## PAGE EXCERPT
<<<<

WWW: Favorite Nonfiction?

Today’s blogging challenge from Long & Short Reviews is ‘Favorite Nonfiction Book’, which is…er, problematic. I read over a hundred nonfiction books a year, and have done since I started keeping a book log in mid-2007. which means I’ve read over fourteen hundred nonfiction titles since January 1st, 2008. The last time I took I long look at my nonfiction favorites was in 2019, when I posted a list of fifty favorites from 2010 – 2019. Using my first recap (“Five Years of Reading”, May 2012), the 2020 post, and my last two annual wrapups, I present…. the Arch List, my favorite nonfiction from May 2007 until this very moment! Most of it is firm (Death and Life and Consolations aren’t going anywhere ever), but there are there are a few I debated. It’s twelve instead of ten for….let’s say religious reasons. It’s not because I couldn’t prune to ten. Nossir.

>>>>

## DIRECTION A
Quote the part of the nonfiction post that opens with the words containing "WWW: Favorite Nonfiction?" and closes with "to ten. Nossir.".

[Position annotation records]
<<<<

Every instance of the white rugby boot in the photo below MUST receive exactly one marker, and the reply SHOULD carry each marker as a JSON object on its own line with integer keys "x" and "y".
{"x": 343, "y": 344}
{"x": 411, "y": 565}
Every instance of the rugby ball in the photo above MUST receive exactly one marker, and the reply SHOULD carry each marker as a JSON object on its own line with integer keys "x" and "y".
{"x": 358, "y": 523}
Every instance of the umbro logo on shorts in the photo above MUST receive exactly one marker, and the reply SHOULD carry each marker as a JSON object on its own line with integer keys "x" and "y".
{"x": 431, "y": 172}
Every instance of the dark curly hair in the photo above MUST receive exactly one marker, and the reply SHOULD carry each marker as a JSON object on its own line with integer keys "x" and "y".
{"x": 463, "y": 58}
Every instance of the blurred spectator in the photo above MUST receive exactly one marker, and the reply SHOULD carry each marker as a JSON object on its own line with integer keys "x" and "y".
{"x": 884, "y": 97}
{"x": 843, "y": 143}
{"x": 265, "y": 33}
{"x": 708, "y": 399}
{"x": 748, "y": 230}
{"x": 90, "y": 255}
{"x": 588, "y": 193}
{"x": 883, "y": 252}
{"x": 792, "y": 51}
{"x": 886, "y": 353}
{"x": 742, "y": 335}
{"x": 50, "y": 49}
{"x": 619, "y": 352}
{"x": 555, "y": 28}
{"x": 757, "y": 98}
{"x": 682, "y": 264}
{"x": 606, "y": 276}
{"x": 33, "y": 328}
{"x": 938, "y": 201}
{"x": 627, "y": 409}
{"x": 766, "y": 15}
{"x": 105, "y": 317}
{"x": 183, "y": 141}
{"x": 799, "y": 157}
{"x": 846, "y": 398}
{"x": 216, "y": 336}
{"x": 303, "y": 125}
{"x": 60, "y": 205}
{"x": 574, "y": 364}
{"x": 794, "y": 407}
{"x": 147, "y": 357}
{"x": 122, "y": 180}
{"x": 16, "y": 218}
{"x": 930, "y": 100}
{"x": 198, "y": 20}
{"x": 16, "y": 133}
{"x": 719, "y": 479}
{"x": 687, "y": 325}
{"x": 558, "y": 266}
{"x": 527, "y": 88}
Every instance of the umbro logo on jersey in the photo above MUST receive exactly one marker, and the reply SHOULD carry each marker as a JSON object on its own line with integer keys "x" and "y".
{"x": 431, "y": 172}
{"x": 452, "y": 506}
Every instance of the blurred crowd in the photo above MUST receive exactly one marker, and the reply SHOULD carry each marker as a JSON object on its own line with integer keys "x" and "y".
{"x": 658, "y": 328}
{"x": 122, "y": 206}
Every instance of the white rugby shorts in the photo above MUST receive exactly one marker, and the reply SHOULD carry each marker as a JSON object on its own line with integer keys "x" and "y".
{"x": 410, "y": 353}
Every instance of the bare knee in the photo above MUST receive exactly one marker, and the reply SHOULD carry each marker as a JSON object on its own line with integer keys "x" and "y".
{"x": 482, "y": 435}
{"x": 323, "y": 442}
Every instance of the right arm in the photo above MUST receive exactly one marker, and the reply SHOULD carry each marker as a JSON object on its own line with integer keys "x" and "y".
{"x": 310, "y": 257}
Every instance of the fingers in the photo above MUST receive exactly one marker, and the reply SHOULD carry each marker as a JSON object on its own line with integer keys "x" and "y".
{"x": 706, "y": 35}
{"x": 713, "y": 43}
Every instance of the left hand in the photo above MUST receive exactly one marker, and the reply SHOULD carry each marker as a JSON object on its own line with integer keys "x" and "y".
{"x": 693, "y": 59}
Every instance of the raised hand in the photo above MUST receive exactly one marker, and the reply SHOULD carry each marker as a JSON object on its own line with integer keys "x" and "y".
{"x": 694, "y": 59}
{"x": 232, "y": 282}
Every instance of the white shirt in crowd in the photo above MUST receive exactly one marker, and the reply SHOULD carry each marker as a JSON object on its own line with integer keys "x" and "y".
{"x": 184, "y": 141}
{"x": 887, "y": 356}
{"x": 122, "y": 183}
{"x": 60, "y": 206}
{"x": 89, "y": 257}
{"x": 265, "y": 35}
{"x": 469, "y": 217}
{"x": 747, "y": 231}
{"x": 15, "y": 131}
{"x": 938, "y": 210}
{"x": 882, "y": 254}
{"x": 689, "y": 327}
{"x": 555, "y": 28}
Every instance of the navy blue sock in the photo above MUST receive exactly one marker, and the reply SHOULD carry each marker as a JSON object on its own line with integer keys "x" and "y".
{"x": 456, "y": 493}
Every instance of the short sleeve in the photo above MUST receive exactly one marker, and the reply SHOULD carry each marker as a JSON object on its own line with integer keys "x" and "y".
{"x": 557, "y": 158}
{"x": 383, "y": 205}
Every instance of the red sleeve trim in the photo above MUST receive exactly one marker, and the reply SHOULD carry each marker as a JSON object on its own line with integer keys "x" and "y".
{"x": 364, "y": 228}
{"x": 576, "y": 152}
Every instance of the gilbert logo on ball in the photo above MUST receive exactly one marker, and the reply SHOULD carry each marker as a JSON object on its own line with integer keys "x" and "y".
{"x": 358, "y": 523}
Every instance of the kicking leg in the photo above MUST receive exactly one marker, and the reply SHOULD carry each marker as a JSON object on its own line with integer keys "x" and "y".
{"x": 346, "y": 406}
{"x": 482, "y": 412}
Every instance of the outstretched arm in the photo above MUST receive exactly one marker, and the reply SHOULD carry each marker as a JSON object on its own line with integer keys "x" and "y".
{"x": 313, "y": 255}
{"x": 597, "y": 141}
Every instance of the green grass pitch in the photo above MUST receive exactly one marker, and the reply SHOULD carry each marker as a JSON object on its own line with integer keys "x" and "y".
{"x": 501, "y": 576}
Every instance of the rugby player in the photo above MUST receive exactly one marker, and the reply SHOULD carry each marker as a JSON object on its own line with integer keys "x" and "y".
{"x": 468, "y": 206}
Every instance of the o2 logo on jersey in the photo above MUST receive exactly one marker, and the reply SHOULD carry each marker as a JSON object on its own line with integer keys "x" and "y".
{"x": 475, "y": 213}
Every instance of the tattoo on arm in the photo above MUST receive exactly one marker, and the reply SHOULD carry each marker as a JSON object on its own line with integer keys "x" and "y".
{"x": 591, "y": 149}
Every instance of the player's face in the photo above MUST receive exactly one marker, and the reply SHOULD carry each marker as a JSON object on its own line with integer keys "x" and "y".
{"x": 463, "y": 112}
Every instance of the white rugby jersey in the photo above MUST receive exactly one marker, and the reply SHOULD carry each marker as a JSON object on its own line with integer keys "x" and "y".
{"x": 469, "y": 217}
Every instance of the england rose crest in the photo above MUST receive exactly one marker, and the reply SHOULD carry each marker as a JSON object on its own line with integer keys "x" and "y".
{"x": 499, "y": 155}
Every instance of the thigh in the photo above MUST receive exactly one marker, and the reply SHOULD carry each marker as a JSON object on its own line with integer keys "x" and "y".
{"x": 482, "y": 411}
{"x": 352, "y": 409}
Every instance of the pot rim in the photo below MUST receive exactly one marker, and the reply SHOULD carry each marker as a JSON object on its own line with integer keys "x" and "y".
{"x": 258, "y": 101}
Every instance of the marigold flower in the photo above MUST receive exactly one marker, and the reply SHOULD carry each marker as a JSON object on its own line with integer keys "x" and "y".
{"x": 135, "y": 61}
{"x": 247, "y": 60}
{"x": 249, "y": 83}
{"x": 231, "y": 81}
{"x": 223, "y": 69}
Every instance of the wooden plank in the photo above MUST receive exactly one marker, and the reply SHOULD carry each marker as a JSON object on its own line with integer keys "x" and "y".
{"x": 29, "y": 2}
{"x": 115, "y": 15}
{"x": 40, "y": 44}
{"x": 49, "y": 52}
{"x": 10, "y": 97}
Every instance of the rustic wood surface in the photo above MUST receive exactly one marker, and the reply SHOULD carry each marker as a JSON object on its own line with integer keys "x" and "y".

>>>>

## DIRECTION B
Count the lines of the listing that contain the word "crowd", and reply with the number alone.

## FINAL RESULT A
WWW: Favorite Nonfiction?

Today’s blogging challenge from Long & Short Reviews is ‘Favorite Nonfiction Book’, which is…er, problematic. I read over a hundred nonfiction books a year, and have done since I started keeping a book log in mid-2007. which means I’ve read over fourteen hundred nonfiction titles since January 1st, 2008. The last time I took I long look at my nonfiction favorites was in 2019, when I posted a list of fifty favorites from 2010 – 2019. Using my first recap (“Five Years of Reading”, May 2012), the 2020 post, and my last two annual wrapups, I present…. the Arch List, my favorite nonfiction from May 2007 until this very moment! Most of it is firm (Death and Life and Consolations aren’t going anywhere ever), but there are there are a few I debated. It’s twelve instead of ten for….let’s say religious reasons. It’s not because I couldn’t prune to ten. Nossir.

## FINAL RESULT B
2